What the task requires:
Give back, exactly and with nothing added, the lines that run from the one containing "Exercise. Locate the green" to the final line below.

Referring expression pointing data:
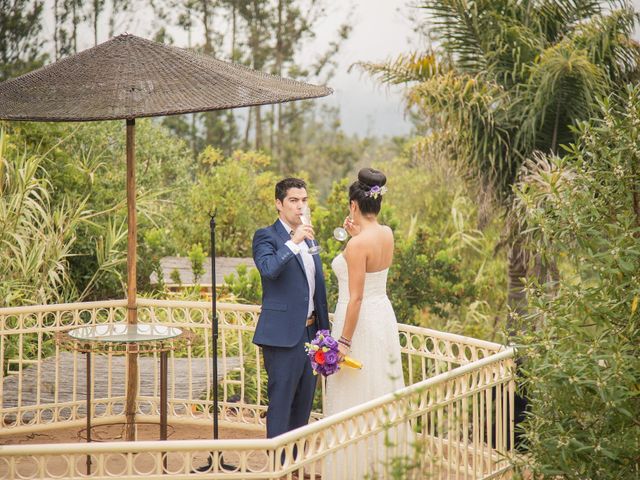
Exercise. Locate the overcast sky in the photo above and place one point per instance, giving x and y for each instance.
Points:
(381, 30)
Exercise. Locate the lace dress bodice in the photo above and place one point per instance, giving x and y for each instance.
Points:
(375, 283)
(376, 344)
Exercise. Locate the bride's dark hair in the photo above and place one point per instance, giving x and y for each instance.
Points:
(367, 191)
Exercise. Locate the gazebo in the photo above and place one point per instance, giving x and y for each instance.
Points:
(459, 395)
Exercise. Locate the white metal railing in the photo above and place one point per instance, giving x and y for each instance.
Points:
(453, 420)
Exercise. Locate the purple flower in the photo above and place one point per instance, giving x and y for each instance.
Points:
(331, 357)
(331, 342)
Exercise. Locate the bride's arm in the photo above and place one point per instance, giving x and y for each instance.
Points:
(357, 266)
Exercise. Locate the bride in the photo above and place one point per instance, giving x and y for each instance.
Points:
(365, 324)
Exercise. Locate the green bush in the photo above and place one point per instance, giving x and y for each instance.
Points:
(582, 365)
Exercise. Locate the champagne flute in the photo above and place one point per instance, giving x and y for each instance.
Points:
(314, 249)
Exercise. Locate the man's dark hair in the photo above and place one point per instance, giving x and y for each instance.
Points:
(283, 186)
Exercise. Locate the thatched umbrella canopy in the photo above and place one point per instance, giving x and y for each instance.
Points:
(128, 77)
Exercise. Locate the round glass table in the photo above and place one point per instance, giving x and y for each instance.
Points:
(121, 338)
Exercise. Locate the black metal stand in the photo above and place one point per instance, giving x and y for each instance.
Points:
(214, 353)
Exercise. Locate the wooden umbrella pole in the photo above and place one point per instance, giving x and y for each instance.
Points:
(132, 313)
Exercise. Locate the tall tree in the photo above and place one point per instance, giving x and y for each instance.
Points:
(20, 40)
(506, 78)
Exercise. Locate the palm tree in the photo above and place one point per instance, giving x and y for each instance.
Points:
(507, 78)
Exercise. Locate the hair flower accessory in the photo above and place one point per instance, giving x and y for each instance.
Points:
(376, 190)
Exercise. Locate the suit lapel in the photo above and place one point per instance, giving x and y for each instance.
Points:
(285, 236)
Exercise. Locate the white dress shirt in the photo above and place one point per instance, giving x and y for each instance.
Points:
(302, 249)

Written answer:
Exercise. Locate the green bush in the photo above and place one point per instance, giving x and y for each instance.
Points:
(582, 365)
Exercise. Locate the champagne flute in the photo above and place one point per instance, giving x and y for each instance.
Points:
(314, 249)
Exercise. Locate the man's dark hair in the photo above and place one point per instance, giving x and y for each instance.
Points:
(283, 186)
Exercise. Locate the thatched umbrella canopy in the photo above and place one point per instance, giving x and y for each instance.
Points:
(128, 77)
Exercise. Locate the round glass table in the photo above and place one point per instance, giving x and y for each instance.
Points:
(121, 338)
Exercise. Locate the black metal stand in the photo above and place one point per instance, giving x and y for each instance.
Points:
(214, 353)
Exercise. Locate the wooden umbrella pole in the photo above and place one point per instance, giving x and y for each instance.
Points:
(132, 313)
Exercise. Locate the tall tree in the photo above and place one point per instance, giving x and y for each instance.
Points:
(20, 40)
(506, 78)
Exercise. Locate the palm tree in the photo above and place one point per instance, giving x and y for each instance.
Points:
(507, 78)
Exercise. Locate the hair flower accessory in the photo above and place one point per instance, giving x and y for each instance.
Points:
(376, 190)
Exercise. Locate the suit lapel in the photo above and place one point per instance, giving x and y for each instance.
Points:
(285, 236)
Exercise. Locate the white dress shirt in the photo above and place one point per instance, giving x and y for each instance.
Points:
(302, 249)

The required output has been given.